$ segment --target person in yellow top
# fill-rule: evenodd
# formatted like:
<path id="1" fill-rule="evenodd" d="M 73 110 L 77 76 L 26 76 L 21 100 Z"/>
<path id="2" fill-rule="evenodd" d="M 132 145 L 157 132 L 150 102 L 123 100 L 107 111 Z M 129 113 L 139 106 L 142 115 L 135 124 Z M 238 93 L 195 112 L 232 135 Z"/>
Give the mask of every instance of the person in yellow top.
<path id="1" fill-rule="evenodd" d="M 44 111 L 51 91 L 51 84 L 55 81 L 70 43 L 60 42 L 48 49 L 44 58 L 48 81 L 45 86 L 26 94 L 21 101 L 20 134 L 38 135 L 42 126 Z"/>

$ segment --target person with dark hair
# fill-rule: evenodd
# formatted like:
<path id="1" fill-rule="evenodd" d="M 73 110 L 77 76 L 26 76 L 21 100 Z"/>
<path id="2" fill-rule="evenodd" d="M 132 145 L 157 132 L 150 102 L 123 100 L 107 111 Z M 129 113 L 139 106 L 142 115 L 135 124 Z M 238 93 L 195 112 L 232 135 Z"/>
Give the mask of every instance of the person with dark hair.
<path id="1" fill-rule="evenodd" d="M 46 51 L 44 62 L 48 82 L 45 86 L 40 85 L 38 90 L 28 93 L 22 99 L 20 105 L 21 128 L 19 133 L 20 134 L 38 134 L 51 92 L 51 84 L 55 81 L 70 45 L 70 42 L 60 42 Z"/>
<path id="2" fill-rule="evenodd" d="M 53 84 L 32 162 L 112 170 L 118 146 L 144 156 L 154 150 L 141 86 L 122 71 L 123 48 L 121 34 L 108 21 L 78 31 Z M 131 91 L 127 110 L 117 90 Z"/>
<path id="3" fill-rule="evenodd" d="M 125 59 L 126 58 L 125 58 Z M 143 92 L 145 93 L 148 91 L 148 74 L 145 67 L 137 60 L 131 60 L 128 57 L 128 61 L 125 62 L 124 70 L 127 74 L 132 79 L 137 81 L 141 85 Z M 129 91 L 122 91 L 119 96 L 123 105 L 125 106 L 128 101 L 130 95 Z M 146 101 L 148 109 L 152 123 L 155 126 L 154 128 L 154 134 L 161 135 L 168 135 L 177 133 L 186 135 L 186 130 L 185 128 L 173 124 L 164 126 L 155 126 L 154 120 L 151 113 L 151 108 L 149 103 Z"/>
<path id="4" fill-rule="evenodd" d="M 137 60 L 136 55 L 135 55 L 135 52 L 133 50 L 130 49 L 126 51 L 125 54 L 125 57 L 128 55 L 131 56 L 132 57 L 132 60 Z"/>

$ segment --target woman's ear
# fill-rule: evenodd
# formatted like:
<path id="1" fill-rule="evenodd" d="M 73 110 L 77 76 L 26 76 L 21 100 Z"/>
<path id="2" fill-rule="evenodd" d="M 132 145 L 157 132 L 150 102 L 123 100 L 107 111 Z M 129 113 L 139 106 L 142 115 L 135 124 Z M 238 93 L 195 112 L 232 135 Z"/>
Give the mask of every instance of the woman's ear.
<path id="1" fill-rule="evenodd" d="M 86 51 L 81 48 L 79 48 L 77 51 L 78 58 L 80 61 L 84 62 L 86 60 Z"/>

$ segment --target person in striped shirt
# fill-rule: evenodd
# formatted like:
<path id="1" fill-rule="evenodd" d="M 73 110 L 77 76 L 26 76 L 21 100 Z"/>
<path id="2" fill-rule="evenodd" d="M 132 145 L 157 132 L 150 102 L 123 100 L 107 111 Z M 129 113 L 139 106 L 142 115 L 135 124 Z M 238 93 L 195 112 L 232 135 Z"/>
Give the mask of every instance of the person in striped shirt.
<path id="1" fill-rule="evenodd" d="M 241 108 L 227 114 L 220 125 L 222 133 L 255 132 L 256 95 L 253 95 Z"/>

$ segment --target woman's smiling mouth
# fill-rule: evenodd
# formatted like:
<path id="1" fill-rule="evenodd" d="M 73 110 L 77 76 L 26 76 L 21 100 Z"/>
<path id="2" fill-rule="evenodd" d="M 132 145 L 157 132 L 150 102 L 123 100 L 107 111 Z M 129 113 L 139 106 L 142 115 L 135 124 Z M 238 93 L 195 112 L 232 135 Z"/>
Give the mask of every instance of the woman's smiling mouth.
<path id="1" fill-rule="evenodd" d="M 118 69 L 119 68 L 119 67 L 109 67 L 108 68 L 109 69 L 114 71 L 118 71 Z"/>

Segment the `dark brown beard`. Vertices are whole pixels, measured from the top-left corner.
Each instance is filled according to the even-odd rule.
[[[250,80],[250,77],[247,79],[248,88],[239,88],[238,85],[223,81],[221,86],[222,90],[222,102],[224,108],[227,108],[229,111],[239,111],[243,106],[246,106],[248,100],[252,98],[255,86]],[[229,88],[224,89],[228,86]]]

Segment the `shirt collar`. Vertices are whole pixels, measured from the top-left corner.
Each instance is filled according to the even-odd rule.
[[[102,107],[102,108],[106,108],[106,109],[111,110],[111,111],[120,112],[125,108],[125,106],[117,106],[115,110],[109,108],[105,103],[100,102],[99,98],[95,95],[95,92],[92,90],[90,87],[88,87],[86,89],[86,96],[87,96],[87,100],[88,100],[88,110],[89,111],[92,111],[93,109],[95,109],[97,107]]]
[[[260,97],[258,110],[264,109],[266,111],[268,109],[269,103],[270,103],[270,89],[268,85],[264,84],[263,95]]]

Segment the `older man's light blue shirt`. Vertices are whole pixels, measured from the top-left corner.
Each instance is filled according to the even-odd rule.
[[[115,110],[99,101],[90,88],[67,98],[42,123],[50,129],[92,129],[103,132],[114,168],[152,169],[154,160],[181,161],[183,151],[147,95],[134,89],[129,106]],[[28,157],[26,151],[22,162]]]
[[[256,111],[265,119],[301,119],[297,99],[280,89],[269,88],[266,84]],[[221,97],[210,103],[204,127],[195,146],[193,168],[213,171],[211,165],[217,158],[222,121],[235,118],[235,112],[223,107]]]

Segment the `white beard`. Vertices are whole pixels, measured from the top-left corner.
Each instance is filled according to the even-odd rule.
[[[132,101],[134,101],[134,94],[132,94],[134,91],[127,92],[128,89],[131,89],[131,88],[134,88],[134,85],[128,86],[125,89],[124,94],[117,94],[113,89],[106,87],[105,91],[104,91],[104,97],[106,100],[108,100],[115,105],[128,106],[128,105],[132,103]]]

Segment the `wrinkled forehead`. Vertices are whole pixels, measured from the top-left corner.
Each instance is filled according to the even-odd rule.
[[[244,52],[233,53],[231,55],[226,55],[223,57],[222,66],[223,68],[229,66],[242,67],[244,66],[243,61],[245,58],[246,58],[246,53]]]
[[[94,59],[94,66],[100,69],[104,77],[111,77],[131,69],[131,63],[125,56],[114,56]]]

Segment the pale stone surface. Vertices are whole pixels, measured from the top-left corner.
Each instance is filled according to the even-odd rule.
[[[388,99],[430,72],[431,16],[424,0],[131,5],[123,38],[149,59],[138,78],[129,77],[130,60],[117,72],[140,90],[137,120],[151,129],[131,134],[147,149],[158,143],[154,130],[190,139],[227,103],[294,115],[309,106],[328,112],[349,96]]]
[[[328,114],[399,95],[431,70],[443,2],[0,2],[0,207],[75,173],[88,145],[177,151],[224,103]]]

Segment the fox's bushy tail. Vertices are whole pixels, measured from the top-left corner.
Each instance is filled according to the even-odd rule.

•••••

▶ _Task_
Please write out the records above again, substituting "Return the mask" for every "Give the mask" and leaving all else as it is.

▶ _Output for this task_
$ segment --target person in yellow top
# fill-rule: evenodd
# formatted like:
<path id="1" fill-rule="evenodd" d="M 73 110 L 77 76 L 26 76 L 21 100 Z"/>
<path id="2" fill-rule="evenodd" d="M 132 145 L 157 132 L 150 102 L 123 100 L 107 111 Z M 129 113 L 139 106 L 142 115 L 135 124 Z M 238 93 L 195 112 L 232 135 Z"/>
Return the mask of every instance of the person in yellow top.
<path id="1" fill-rule="evenodd" d="M 44 111 L 51 91 L 51 84 L 55 81 L 70 43 L 60 42 L 48 49 L 44 58 L 48 81 L 45 86 L 26 94 L 21 101 L 20 134 L 38 135 L 42 126 Z"/>

$ segment --target person with dark hair
# fill-rule: evenodd
# formatted like:
<path id="1" fill-rule="evenodd" d="M 73 110 L 77 76 L 26 76 L 21 100 Z"/>
<path id="2" fill-rule="evenodd" d="M 132 145 L 157 132 L 150 102 L 123 100 L 107 111 Z M 129 113 L 139 106 L 142 115 L 135 124 Z M 238 93 L 195 112 L 232 135 Z"/>
Return the mask of every instance of the person with dark hair.
<path id="1" fill-rule="evenodd" d="M 46 51 L 44 62 L 48 82 L 45 86 L 40 85 L 38 90 L 28 93 L 22 99 L 20 105 L 21 128 L 19 133 L 20 134 L 38 134 L 51 92 L 51 84 L 55 81 L 70 45 L 70 42 L 60 42 Z"/>
<path id="2" fill-rule="evenodd" d="M 53 84 L 32 162 L 112 170 L 118 146 L 144 156 L 154 150 L 141 86 L 122 71 L 123 48 L 121 34 L 108 21 L 78 31 Z M 131 91 L 127 110 L 117 90 Z"/>
<path id="3" fill-rule="evenodd" d="M 125 59 L 126 58 L 125 58 Z M 143 92 L 145 93 L 148 91 L 148 74 L 145 67 L 137 60 L 131 60 L 128 57 L 128 61 L 125 62 L 124 70 L 127 74 L 132 79 L 137 81 L 141 85 Z M 129 91 L 122 91 L 119 96 L 123 105 L 125 106 L 128 101 L 130 95 Z M 146 101 L 148 109 L 152 123 L 155 126 L 154 128 L 154 134 L 161 135 L 168 135 L 177 133 L 186 135 L 186 130 L 185 128 L 173 124 L 164 126 L 155 126 L 154 120 L 151 113 L 151 108 L 149 103 Z"/>
<path id="4" fill-rule="evenodd" d="M 137 60 L 136 55 L 135 55 L 135 52 L 133 50 L 130 49 L 126 51 L 125 54 L 125 57 L 128 55 L 131 56 L 132 57 L 132 60 Z"/>

$ segment --target woman's ear
# fill-rule: evenodd
# formatted like:
<path id="1" fill-rule="evenodd" d="M 73 110 L 77 76 L 26 76 L 21 100 Z"/>
<path id="2" fill-rule="evenodd" d="M 132 145 L 157 132 L 150 102 L 123 100 L 107 111 Z M 129 113 L 139 106 L 142 115 L 135 124 Z M 238 93 L 195 112 L 232 135 Z"/>
Return the mask of every instance of the woman's ear.
<path id="1" fill-rule="evenodd" d="M 86 51 L 81 48 L 79 48 L 77 51 L 78 58 L 80 61 L 84 62 L 86 60 Z"/>

$ segment --target person in striped shirt
# fill-rule: evenodd
# formatted like:
<path id="1" fill-rule="evenodd" d="M 73 110 L 77 76 L 26 76 L 21 100 Z"/>
<path id="2" fill-rule="evenodd" d="M 132 145 L 157 132 L 150 102 L 123 100 L 107 111 Z M 129 113 L 139 106 L 142 115 L 135 124 Z M 238 93 L 195 112 L 232 135 Z"/>
Return the mask of every instance of the person in striped shirt.
<path id="1" fill-rule="evenodd" d="M 241 108 L 227 114 L 220 125 L 222 133 L 255 132 L 256 95 L 253 95 Z"/>

$ segment --target woman's smiling mouth
# fill-rule: evenodd
# formatted like:
<path id="1" fill-rule="evenodd" d="M 73 110 L 77 76 L 26 76 L 21 100 Z"/>
<path id="2" fill-rule="evenodd" d="M 132 145 L 157 132 L 150 102 L 123 100 L 107 111 Z M 129 113 L 139 106 L 142 115 L 135 124 Z M 238 93 L 195 112 L 232 135 Z"/>
Return the mask of every instance of the woman's smiling mouth.
<path id="1" fill-rule="evenodd" d="M 118 69 L 119 68 L 119 67 L 109 67 L 108 68 L 109 69 L 114 71 L 118 71 Z"/>

Segment the `dark brown beard`. Vertices are whole pixels, measured from the top-left corner.
Each instance is filled according to the even-odd rule.
[[[250,80],[250,77],[247,79],[248,88],[239,88],[238,85],[223,81],[221,86],[222,90],[222,102],[224,108],[227,108],[229,111],[239,111],[243,106],[246,106],[248,100],[252,98],[255,86]],[[229,88],[224,89],[228,86]]]

Segment the `shirt collar`. Vertices are whole pixels, measured from the top-left corner.
Each instance is filled according to the even-odd rule.
[[[102,107],[102,108],[106,108],[106,109],[111,110],[111,111],[120,112],[125,108],[125,106],[117,106],[115,110],[109,108],[105,103],[100,102],[99,98],[95,95],[95,92],[92,90],[90,87],[88,87],[86,89],[86,96],[87,96],[87,100],[88,100],[88,110],[89,111],[92,111],[93,109],[95,109],[97,107]]]
[[[260,97],[258,110],[264,109],[266,111],[268,109],[269,103],[270,103],[270,89],[268,85],[264,84],[263,95]]]

Segment the `older man's light blue shirt`. Vertices are whole pixels, measured from the top-left corner.
Each instance is filled according to the even-odd rule.
[[[115,110],[99,101],[90,88],[67,98],[42,123],[50,129],[92,129],[103,132],[114,168],[152,169],[154,160],[181,161],[183,151],[147,95],[134,89],[129,106]],[[28,157],[26,151],[22,162]]]
[[[256,111],[265,119],[301,119],[297,99],[280,89],[269,88],[266,84]],[[221,97],[210,103],[204,127],[195,146],[193,168],[213,171],[211,165],[217,158],[222,121],[235,118],[235,112],[223,107]]]

Segment the `white beard`. Vertices are whole pixels, measured from the top-left corner.
Each instance is filled according to the even-odd rule.
[[[132,101],[134,101],[134,94],[132,94],[134,91],[127,92],[128,89],[131,89],[131,88],[134,88],[134,85],[128,86],[125,89],[124,94],[117,94],[113,89],[106,87],[105,91],[104,91],[104,97],[106,100],[108,100],[115,105],[128,106],[128,105],[132,103]]]

Segment the `wrinkled forehead`. Vertices are whole pixels, measured from the top-left corner.
Each instance is filled according to the even-odd rule.
[[[244,52],[233,53],[231,55],[226,55],[223,57],[222,66],[223,68],[229,66],[242,67],[244,66],[243,61],[245,58],[246,58],[246,53]]]
[[[94,59],[94,66],[100,69],[104,77],[111,77],[131,69],[131,63],[125,56],[114,56]]]

Segment the pale stone surface. Vertices are whole pixels, measured from the top-left corner.
Each instance is filled according to the even-odd rule.
[[[388,99],[430,72],[431,16],[424,0],[131,5],[123,38],[149,59],[138,78],[129,77],[130,60],[117,72],[140,90],[137,120],[151,129],[131,134],[147,149],[158,143],[154,130],[190,139],[227,103],[294,115],[309,106],[328,112],[349,96]]]
[[[328,114],[399,95],[431,70],[443,2],[0,2],[0,207],[75,173],[88,145],[177,151],[224,103]]]

Segment the fox's bushy tail. Vertices are whole pixels, measured from the top-left corner.
Each instance is filled according to the even-odd rule.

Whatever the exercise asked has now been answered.